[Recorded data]
★ ★ ★ ★
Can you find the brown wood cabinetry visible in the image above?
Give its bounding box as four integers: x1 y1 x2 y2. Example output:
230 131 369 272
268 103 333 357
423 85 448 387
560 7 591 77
★ ★ ★ ★
- Problem -
Render every line of the rows above as a Markdown table with the columns No. and Text, numbering each line in order and omitting any blank lines.

- Expected output -
| No. | Text |
|---|---|
| 1 | Can you find the brown wood cabinetry visible in the image above? |
| 2 | Give its bounding box as four integers: x1 y1 x2 y2. Example output: |
| 3 | 230 131 369 272 |
| 4 | 268 103 333 357 |
| 5 | 423 85 448 387 |
| 6 | 560 7 591 77 |